**Extrait choisi**
╭──

La mission de sœur Viktoriya: redonner le sourire aux enfants ukrainiens
Beata Zajączkowska
«Je crains juste une chose: devoir enterrer certains des enfants dont nous nous occupons», déclare sœur Viktoriya. Dès le début de l’attaque russe en Ukraine, elle a mis en place des refuges sûrs pour les mères ayant des enfants en bas âge et pour les femmes enceintes.
Le refuge à la gare et «les anges de la joie»
«Pendant la première semaine de bombardements, nous étions au sous-sol, apeurées, et je réfléchissais à la façon dont je pouvais aider nos enfants», raconte-t-elle. Par la suite, elle s’est rendue à la gare ferroviaire, où arrivaient les réfugiés d’Ukraine orientale. Une femme, rencontrée par hasard, lui dit qu’elle avait préparé un espace pour les mères et leurs enfants, où ils pouvaient se sentir en sécurité.
Elle a commencé à s’occuper des enfants des déplacés réfugiés à Vinnytsia. Elle a constitué un groupe de bénévoles et a organisé des jeux: «Je voulais faire sortir les enfants de la tristesse dans laquelle ils étaient enfermés». Elle souligne que la guerre impose aux enfants un rythme de vie difficile à supporter: ils ne peuvent ni aller à l’école ni aller jouer dehors. Pour concrétiser ce projet en train de prendre forme, la religieuse s’est unie au Service d’urgence chrétien, établi à Kiev, afin d’aider les personnes après la guerre qui a éclaté en 2014. Au sein de celui-ci, elle a créé un service d’aide aux enfants: «Les Anges de la joie».

╰──

**Lignes enregistrées**
╭──

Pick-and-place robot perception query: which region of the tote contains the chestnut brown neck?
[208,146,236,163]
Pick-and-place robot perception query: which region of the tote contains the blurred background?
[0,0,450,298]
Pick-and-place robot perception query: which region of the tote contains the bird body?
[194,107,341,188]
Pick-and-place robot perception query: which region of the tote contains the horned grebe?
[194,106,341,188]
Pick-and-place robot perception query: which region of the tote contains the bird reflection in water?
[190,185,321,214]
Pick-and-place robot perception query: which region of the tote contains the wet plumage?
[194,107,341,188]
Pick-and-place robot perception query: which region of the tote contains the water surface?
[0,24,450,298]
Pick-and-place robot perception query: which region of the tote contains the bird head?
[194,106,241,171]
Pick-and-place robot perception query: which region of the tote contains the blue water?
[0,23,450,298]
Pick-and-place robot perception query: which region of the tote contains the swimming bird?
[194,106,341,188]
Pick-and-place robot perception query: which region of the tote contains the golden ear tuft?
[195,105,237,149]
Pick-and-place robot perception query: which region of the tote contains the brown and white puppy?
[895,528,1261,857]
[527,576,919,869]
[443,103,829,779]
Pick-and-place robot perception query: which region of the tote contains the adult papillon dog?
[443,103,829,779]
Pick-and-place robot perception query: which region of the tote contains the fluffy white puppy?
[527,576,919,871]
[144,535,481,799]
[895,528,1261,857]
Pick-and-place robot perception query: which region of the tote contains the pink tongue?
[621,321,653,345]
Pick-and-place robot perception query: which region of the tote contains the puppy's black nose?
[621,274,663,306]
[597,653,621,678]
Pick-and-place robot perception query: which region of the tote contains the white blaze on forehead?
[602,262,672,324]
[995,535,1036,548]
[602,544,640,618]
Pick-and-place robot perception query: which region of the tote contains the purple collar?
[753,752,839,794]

╰──

**À faire**
[1] D'après l'extrait, quel nom sœur Viktoriya a-t-elle donné au service d'aide aux enfants qu'elle a créé ?
[2] Recopiez, s'il vous plaît, tout ce qui va de "La mission de" jusqu'à "les femmes enceintes." dans l'extrait, en remplaçant "Viktoriya" par "Viktoria".
Vous n'aurez pas besoin de la liste.

**Corrigé**
[1] «Les Anges de la joie».

[2]
La mission de sœur Viktoria: redonner le sourire aux enfants ukrainiens
Beata Zajączkowska
«Je crains juste une chose: devoir enterrer certains des enfants dont nous nous occupons», déclare sœur Viktoria. Dès le début de l’attaque russe en Ukraine, elle a mis en place des refuges sûrs pour les mères ayant des enfants en bas âge et pour les femmes enceintes.